# Selected extract:

# Jumping up



## Mummaeaves (7 mo ago)

Any help in stopping our 4 month vizsla jumping up would be great appreciated. We push her down and say down and she kind of gets it but still is persistent with this behaviour. She can get a little cranky and bite when this request is repeated. Otherwise we are slowly getting past the "shellshock" of our new fur baby and enjoying her immensely.


----------



## InTheNet (Jun 1, 2016)

Mummaeaves said:


> Any help in stopping our 4 month vizsla jumping up would be great appreciated. We push her down and say down and she kind of gets it but still is persistent with this behaviour. She can get a little cranky and bite when this request is repeated. Otherwise we are slowly getting past the "shellshock" of our new fur baby and enjoying her immensely.


At 4 months it will be constant reminders and consistency is needed.
Still very young.


----------



## Dan_A (Jan 19, 2021)

It is a never-ending struggle with Ellie now 1.5+ years old. She continues to jump up on us when she is very excited. We give her our corrective vocal "EH EH" and body language and she'll typically run away , reset, and come back. We also use "get your toy" where we do not give her attention until she has one of her toys in her mouth. This is probably the most effective method as it serves to distract her, and also the toy acts like a pacifier for the excited energy in terms of redirecting the jumping. At 4 months , I would definately start on the "get your toy" method of redirection to add to your arsenal!


----------



## gunnr (Aug 14, 2009)

Buy a 1meter long leash and keep it clipped to her collar.
When she starts jumping up, or you want to interact with her, carefully step on the leash, and let her correct herself. She tries to jump up, the leash won’t let her.
DON’T use the leash to physically force her down. She has to jump against it on her own. No input from you other than praise.


----------



## Bud D (10 mo ago)

# Prompt:
In the forum thread on jumping up, what length of leash does gunnr recommend keeping clipped to the dog's collar?

Coordinate annotation entries:
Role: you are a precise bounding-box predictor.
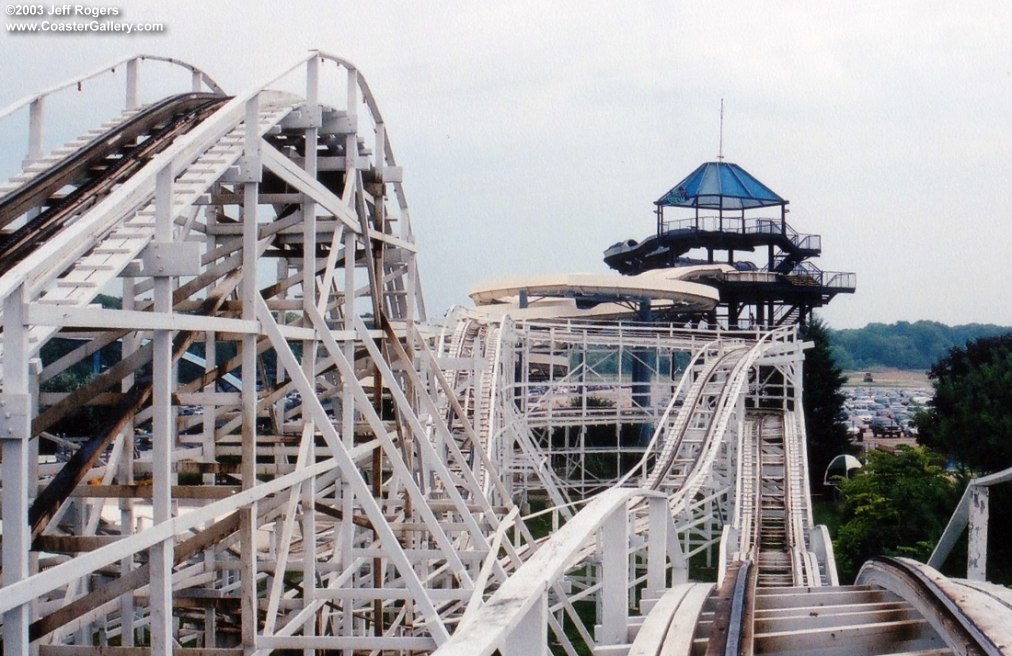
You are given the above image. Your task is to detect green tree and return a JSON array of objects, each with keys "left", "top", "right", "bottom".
[
  {"left": 917, "top": 333, "right": 1012, "bottom": 473},
  {"left": 834, "top": 446, "right": 963, "bottom": 581},
  {"left": 799, "top": 319, "right": 850, "bottom": 487}
]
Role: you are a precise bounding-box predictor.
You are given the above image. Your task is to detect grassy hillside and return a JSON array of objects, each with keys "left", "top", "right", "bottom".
[{"left": 830, "top": 321, "right": 1012, "bottom": 371}]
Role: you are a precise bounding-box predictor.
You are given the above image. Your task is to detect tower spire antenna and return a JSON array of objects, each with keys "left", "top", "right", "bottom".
[{"left": 716, "top": 98, "right": 724, "bottom": 162}]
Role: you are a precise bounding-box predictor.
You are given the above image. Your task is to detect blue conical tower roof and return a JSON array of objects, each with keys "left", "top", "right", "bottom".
[{"left": 654, "top": 162, "right": 787, "bottom": 210}]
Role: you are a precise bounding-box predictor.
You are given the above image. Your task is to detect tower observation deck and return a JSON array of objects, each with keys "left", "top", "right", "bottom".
[{"left": 604, "top": 161, "right": 857, "bottom": 326}]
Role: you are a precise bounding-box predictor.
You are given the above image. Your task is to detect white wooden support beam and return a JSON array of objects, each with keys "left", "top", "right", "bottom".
[
  {"left": 151, "top": 166, "right": 175, "bottom": 656},
  {"left": 966, "top": 485, "right": 990, "bottom": 581},
  {"left": 499, "top": 592, "right": 549, "bottom": 656},
  {"left": 23, "top": 96, "right": 44, "bottom": 167},
  {"left": 125, "top": 57, "right": 141, "bottom": 109},
  {"left": 0, "top": 284, "right": 31, "bottom": 656},
  {"left": 239, "top": 95, "right": 263, "bottom": 652},
  {"left": 597, "top": 503, "right": 629, "bottom": 645},
  {"left": 646, "top": 498, "right": 671, "bottom": 596}
]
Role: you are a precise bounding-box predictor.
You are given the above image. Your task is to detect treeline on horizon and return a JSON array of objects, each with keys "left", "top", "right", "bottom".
[{"left": 829, "top": 321, "right": 1012, "bottom": 371}]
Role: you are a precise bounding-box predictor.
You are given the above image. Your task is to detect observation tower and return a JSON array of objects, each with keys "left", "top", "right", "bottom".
[{"left": 604, "top": 160, "right": 857, "bottom": 327}]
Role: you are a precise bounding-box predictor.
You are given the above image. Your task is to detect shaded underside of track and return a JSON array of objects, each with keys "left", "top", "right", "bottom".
[{"left": 0, "top": 93, "right": 228, "bottom": 275}]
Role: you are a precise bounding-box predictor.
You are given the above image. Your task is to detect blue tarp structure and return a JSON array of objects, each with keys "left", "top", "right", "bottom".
[{"left": 654, "top": 162, "right": 787, "bottom": 210}]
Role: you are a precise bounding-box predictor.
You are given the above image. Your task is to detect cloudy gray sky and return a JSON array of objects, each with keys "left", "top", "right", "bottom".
[{"left": 0, "top": 0, "right": 1012, "bottom": 328}]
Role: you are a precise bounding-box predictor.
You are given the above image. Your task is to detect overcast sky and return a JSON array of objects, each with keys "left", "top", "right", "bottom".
[{"left": 0, "top": 0, "right": 1012, "bottom": 328}]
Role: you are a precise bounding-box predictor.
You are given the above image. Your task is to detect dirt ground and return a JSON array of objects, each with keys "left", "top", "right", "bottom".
[{"left": 843, "top": 368, "right": 931, "bottom": 388}]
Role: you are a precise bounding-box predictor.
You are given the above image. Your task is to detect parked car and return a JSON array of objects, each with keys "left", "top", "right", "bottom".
[{"left": 871, "top": 417, "right": 903, "bottom": 437}]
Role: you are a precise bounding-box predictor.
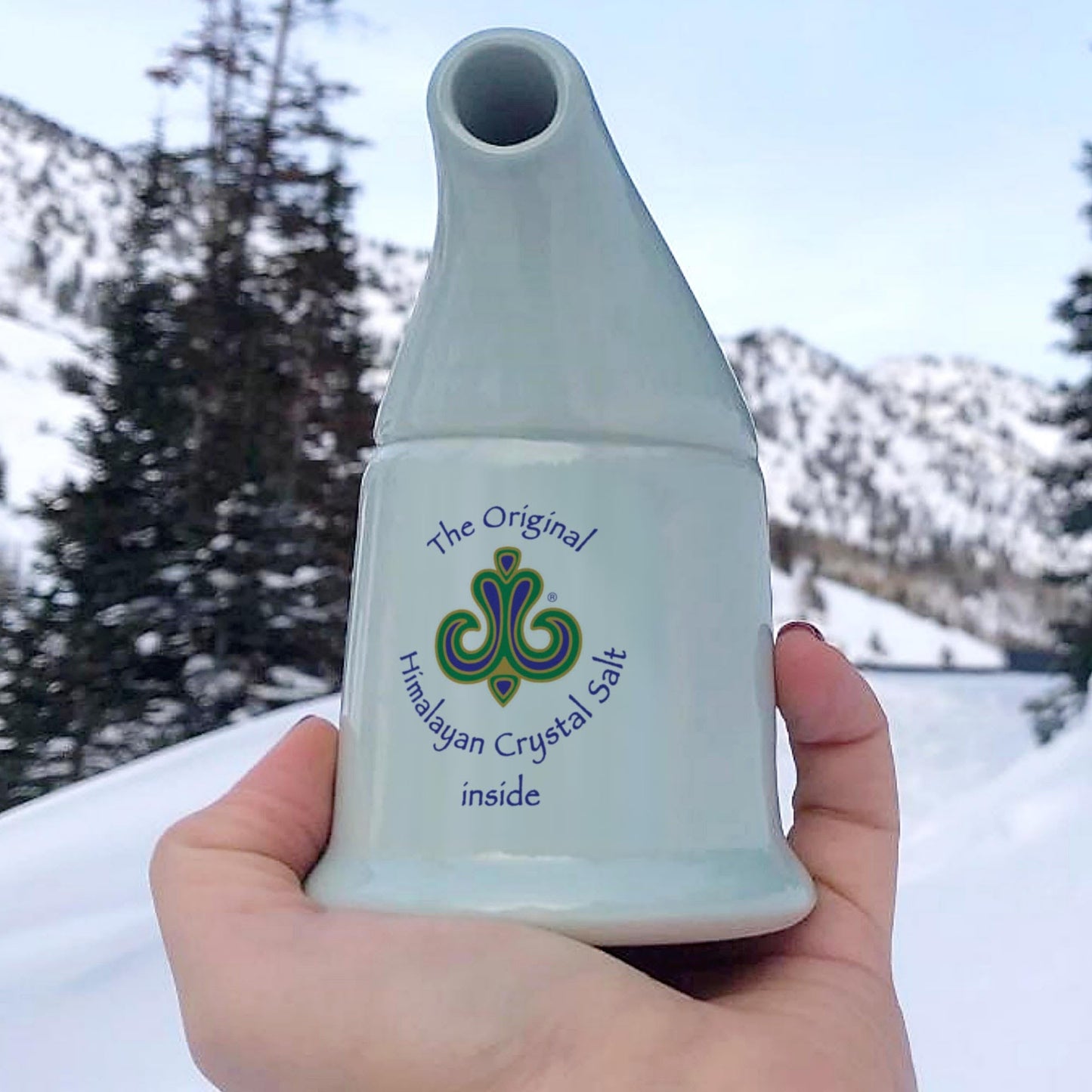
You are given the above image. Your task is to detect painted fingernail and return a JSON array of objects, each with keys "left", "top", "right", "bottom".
[{"left": 781, "top": 619, "right": 827, "bottom": 645}]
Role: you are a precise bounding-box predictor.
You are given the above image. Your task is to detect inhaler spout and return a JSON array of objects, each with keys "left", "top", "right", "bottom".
[{"left": 450, "top": 40, "right": 559, "bottom": 147}]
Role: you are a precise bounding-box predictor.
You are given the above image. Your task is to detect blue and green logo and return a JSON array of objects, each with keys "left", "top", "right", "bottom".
[{"left": 436, "top": 546, "right": 581, "bottom": 705}]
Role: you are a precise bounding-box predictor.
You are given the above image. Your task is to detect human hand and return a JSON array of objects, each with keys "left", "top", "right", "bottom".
[{"left": 152, "top": 628, "right": 915, "bottom": 1092}]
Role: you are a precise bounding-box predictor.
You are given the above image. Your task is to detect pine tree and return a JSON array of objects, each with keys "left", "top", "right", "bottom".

# Solution below:
A leash 1 meter long.